▶ Input
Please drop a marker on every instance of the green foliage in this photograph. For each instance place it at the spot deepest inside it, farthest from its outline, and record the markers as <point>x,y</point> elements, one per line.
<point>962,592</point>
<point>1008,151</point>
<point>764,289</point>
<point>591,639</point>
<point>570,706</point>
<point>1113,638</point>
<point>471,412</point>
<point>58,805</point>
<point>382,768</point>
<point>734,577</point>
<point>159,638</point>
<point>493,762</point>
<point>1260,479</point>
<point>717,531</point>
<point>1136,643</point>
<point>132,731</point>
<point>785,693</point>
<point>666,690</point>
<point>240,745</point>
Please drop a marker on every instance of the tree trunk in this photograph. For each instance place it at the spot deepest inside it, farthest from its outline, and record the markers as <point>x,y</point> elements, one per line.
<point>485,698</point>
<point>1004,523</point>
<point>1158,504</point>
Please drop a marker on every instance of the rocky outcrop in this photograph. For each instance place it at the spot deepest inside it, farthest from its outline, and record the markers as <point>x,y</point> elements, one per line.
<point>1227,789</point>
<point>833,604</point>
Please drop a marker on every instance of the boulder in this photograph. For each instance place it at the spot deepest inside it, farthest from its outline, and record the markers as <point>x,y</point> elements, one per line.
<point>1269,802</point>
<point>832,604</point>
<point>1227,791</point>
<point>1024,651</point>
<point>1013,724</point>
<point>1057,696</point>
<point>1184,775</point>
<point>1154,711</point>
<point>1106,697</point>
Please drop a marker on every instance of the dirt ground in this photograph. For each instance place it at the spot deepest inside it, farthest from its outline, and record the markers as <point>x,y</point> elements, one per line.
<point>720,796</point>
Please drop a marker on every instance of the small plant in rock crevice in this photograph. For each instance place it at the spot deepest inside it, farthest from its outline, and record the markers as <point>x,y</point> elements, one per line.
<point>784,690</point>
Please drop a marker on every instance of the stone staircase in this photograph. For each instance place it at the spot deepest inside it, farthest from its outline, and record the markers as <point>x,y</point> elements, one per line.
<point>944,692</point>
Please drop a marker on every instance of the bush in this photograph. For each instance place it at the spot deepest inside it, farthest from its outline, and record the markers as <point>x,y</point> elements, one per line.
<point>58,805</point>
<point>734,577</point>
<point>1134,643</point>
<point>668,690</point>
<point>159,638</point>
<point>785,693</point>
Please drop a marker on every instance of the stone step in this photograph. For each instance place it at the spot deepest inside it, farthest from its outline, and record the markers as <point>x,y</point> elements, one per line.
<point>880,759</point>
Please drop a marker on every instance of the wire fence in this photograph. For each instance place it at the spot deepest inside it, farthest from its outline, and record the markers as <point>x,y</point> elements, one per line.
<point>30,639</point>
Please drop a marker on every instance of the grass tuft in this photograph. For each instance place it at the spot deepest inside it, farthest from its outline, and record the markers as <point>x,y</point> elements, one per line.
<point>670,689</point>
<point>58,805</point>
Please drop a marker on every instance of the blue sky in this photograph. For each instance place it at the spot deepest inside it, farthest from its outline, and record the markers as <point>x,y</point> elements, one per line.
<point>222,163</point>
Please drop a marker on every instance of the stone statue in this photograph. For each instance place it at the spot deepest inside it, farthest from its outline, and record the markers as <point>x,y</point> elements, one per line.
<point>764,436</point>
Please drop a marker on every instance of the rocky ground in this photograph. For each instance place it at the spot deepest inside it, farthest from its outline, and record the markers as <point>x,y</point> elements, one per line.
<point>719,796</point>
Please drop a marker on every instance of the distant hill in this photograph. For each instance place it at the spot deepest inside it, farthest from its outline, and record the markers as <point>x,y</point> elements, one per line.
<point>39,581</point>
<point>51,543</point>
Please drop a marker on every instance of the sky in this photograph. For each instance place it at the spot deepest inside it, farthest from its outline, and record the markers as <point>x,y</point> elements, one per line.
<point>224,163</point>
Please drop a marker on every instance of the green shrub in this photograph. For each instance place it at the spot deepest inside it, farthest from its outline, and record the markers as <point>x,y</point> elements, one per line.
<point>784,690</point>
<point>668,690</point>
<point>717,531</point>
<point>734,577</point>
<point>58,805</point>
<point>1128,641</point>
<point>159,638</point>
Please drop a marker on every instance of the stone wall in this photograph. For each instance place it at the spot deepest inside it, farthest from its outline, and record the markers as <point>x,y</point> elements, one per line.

▶ Task statement
Transcribe each record exactly. Leave nothing out.

▶ Reply to the task
Please drop a marker on every instance of the green foliage in this photograph. For each instance place it at the spot deepest inside it, farthest from its outline, and record the markers as <point>x,y</point> elements, one per line.
<point>962,592</point>
<point>1008,151</point>
<point>764,289</point>
<point>591,639</point>
<point>570,706</point>
<point>1113,638</point>
<point>471,412</point>
<point>58,805</point>
<point>382,768</point>
<point>734,577</point>
<point>159,638</point>
<point>493,762</point>
<point>1260,479</point>
<point>717,531</point>
<point>1136,643</point>
<point>132,731</point>
<point>785,693</point>
<point>666,690</point>
<point>240,745</point>
Please drop a marker on every instance of the tree trunk in this photograph. For each instance place it at the spot deepest inside it, farthest from its outline, and record the markers as <point>x,y</point> elements, one per line.
<point>485,698</point>
<point>1004,523</point>
<point>1158,504</point>
Please drop a marker on every instance of the rocky outcrop in this photograph. For each instance place it at the spot deepest inside it, farthest from its outline, and record the markers as <point>x,y</point> elements, one per line.
<point>1227,789</point>
<point>833,604</point>
Please drop a marker on every instance of the boulder in this photograph. For each instance place it at the spot deepest inside it, farthest from its outline, and record the markers as <point>x,y</point> elements, one per line.
<point>1269,802</point>
<point>832,604</point>
<point>1227,791</point>
<point>1024,651</point>
<point>1013,724</point>
<point>1057,696</point>
<point>1184,775</point>
<point>1154,711</point>
<point>1106,697</point>
Please drop a marker on every instance of the dirt ground in this photograph. For each instance place it at the spot deepest inside it, farthest from its outline, and record the markers as <point>x,y</point> elements, one per line.
<point>720,796</point>
Please drop a marker on every instance of the small plant in rock crevice in this photograph. For each instance place it at the spot deepest inside it, farthest from its outline, and record the markers as <point>x,y</point> elements, one per line.
<point>784,690</point>
Please drop a marker on every instance of the stone staircase in this photograph. For each instance place it at the spot deepest inside it, farthest from its outline, and record the markers as <point>x,y</point> elements, one per line.
<point>944,692</point>
Please drop a marker on every instance of the bush in this photograph. For each instance place it at the spot deepest inside it, farthest from its outline, and record the markers as <point>x,y</point> elements, one per line.
<point>58,805</point>
<point>734,577</point>
<point>1134,643</point>
<point>668,690</point>
<point>159,638</point>
<point>785,693</point>
Please drop a marker on every instance of the stone step in this photograph. For each instance place it at the spot deepest inside it, farthest from its outline, and record the markers as <point>x,y</point> elements, one per line.
<point>880,759</point>
Please drop a marker on every instance of the wire fence in this photograph. For each instance place it at the spot deepest inside it, farthest from its outline, and record the markers as <point>x,y</point> elements, one per line.
<point>30,639</point>
Please drop a marker on every instance of the grass tuft in this photograph. For each instance place it at the spot deepest inside it, farthest from its outline, and record the markers as <point>x,y</point> elements, one per line.
<point>670,689</point>
<point>58,805</point>
Please drop a marker on every instance of the blue sky in this photograph. For each instance place it at the spot deepest inside it, farthest from its outline, and record the markers as <point>x,y</point> elements, one per line.
<point>222,163</point>
Please drop a marker on every instance of the stone statue in this photograph. For each instance place it at the spot deepest inside it, farthest from its outline, and record the markers as <point>x,y</point> elements, one per line.
<point>764,436</point>
Please drop a marker on every instance of the rocky ground in this photograph. For each instance place it at the spot deepest inside it, farthest from its outline, and record the markers as <point>x,y</point> elements, one per line.
<point>719,796</point>
Please drop a marker on every instance of the distant hill in this photograph. For each instance place it at the spot deepest inside it, farthest from its outline, and record the markers as <point>x,y</point> elements, one per line.
<point>39,581</point>
<point>51,543</point>
Please drop a marker on every instance of the sky in this photograph. For each instance place it at the spot deepest inside it, farthest from its outline, and record the markers as <point>x,y</point> elements, one per line.
<point>224,163</point>
Please drop a marker on every instance of the green shrub in this photograph. For each instance place it at the spot deepest inside it, farthest from its outline, and record the markers as <point>x,y</point> elements, one per line.
<point>784,690</point>
<point>668,690</point>
<point>717,531</point>
<point>734,577</point>
<point>58,805</point>
<point>1128,641</point>
<point>159,638</point>
Please drop a marker on every instance of the stone wall in this photograph. For each instance place it at the spot deepest inside it, farthest from its outline, and record the markers as <point>x,y</point> elements, one per line.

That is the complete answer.